The copy has to match the records word for word and include no pictures.

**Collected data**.
####
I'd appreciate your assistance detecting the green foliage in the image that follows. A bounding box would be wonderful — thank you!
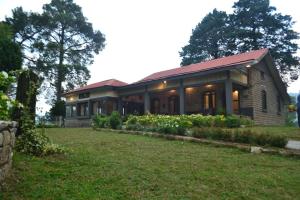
[124,114,251,135]
[50,100,66,117]
[109,111,122,129]
[15,108,66,156]
[0,71,21,120]
[0,23,22,72]
[285,95,297,126]
[92,112,122,129]
[225,115,241,128]
[6,0,106,101]
[180,9,234,66]
[180,0,300,83]
[192,127,288,148]
[92,114,109,128]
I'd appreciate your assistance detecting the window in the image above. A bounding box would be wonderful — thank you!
[203,91,216,110]
[232,90,239,114]
[66,106,71,117]
[66,105,76,117]
[79,92,90,99]
[260,71,265,80]
[78,102,89,116]
[277,95,281,113]
[71,105,76,117]
[261,90,267,112]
####
**RESPONSE**.
I'd appreciate your assistance detecting the green foliage in the image that follows. A bounding box would be wonderful — thank you!
[124,114,251,135]
[50,100,66,117]
[109,111,122,129]
[15,108,66,156]
[0,71,21,120]
[0,23,22,72]
[285,95,297,126]
[92,112,122,129]
[225,115,241,128]
[6,0,106,101]
[180,9,234,66]
[180,0,300,83]
[192,127,288,148]
[92,114,109,128]
I'd appreciate your assistance detecting the window in the image above. A bounding box would be wonderful — thank you!
[203,91,216,110]
[232,90,239,114]
[66,106,71,117]
[66,105,76,117]
[79,92,90,99]
[260,71,265,80]
[78,102,89,116]
[277,95,281,113]
[71,105,76,117]
[261,90,267,112]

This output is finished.